• [Task to complete]: Go through the entries and copy every line that has the string "sleeve" in it.

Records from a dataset
**********
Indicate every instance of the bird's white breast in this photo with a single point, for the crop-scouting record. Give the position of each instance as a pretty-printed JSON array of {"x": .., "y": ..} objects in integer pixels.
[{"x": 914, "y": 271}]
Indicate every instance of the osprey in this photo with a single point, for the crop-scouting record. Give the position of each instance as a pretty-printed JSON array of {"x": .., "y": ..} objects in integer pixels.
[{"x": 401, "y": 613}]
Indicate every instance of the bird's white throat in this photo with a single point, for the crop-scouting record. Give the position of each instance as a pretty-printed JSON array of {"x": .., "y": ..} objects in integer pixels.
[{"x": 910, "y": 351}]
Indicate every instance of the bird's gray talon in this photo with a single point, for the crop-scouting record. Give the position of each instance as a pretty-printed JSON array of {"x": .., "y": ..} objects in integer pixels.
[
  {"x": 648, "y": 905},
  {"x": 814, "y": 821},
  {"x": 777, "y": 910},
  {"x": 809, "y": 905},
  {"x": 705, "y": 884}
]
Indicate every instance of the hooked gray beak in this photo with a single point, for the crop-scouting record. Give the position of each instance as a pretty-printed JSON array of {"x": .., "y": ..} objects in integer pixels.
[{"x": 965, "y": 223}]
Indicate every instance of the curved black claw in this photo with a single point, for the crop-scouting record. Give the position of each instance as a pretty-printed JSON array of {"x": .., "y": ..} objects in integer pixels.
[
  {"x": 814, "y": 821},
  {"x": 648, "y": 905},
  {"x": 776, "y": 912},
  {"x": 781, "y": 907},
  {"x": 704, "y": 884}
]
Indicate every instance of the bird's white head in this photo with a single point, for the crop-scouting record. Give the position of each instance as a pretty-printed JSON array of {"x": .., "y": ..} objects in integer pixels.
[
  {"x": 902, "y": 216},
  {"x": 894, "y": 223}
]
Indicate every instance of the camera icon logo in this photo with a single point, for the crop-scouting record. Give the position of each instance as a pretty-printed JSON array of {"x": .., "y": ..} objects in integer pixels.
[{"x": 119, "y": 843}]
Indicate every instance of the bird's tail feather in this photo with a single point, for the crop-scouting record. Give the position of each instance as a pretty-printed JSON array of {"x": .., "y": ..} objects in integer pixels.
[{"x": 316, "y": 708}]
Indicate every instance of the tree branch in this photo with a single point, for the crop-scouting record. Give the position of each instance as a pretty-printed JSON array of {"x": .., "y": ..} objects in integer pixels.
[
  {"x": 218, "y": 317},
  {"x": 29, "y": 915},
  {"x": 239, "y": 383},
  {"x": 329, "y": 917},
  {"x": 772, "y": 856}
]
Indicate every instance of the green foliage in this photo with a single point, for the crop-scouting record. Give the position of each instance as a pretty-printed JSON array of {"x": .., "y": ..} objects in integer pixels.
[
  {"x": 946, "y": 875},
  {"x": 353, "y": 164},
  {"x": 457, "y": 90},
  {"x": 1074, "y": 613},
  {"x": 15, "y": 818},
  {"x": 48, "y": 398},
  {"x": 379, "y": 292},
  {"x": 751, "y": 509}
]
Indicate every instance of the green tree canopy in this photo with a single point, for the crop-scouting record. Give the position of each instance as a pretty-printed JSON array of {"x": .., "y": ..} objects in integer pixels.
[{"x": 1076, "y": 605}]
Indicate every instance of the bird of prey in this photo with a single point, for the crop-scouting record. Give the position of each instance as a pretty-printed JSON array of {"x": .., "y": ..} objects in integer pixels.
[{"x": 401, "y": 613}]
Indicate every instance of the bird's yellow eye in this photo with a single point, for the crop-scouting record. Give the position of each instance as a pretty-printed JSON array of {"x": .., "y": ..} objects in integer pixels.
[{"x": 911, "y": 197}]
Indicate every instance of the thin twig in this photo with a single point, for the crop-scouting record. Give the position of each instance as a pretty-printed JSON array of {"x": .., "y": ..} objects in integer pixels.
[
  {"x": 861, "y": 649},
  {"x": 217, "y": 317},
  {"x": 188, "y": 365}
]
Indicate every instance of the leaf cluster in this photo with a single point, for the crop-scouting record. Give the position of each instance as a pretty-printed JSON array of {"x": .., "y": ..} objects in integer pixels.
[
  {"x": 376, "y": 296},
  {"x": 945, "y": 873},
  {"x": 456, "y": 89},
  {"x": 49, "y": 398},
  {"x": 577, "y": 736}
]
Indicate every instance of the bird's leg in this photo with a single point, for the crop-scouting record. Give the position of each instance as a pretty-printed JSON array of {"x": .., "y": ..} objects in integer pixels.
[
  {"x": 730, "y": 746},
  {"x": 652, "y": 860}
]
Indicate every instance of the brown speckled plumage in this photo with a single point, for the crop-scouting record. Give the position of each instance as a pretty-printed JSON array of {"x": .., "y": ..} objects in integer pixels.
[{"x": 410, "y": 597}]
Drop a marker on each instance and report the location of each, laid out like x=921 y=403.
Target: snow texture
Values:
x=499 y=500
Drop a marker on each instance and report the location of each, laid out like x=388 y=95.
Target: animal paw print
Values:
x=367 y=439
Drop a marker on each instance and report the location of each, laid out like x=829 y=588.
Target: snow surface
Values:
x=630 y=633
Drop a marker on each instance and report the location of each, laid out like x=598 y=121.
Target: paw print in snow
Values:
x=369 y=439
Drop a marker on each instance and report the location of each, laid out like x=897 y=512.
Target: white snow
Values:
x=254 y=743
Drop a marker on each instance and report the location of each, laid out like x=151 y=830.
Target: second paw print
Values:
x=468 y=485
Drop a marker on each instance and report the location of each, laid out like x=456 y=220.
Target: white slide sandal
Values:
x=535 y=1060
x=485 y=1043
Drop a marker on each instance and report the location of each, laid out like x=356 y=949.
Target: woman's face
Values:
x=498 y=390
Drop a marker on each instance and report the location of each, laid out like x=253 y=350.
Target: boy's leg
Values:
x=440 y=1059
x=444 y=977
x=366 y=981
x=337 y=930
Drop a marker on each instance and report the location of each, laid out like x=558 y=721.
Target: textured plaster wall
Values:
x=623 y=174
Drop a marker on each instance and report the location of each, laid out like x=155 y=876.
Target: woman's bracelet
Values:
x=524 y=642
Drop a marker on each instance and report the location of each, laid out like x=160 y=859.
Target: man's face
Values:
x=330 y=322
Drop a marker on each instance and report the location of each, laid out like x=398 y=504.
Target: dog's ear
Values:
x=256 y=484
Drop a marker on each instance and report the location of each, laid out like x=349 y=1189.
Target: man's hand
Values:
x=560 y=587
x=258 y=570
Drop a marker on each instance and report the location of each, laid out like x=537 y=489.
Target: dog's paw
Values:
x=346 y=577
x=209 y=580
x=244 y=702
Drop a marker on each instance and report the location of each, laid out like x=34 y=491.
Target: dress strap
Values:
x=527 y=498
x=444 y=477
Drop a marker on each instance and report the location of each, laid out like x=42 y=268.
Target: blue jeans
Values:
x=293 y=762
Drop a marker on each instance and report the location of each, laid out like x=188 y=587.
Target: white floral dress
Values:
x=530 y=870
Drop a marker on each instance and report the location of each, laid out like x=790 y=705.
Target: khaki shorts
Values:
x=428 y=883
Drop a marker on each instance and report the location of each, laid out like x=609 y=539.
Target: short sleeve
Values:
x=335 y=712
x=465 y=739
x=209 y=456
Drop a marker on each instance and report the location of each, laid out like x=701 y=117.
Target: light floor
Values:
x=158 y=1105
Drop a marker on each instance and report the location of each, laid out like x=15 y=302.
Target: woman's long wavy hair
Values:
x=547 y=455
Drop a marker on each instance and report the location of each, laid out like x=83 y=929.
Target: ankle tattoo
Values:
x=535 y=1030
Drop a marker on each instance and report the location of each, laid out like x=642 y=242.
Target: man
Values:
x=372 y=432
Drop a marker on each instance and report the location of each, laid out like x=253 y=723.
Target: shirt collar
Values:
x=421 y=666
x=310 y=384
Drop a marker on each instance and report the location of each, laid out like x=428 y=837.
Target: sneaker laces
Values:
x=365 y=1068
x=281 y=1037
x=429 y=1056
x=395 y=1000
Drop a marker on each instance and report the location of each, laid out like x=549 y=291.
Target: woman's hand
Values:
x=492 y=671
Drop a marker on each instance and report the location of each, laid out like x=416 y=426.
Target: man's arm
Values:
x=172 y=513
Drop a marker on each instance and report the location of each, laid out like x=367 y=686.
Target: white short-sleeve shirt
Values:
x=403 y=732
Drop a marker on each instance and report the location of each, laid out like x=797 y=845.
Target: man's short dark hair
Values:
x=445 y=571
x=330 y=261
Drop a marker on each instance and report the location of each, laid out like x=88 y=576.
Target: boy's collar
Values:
**********
• [Finished exercise]:
Target: short sleeve
Target: white short-sleeve shirt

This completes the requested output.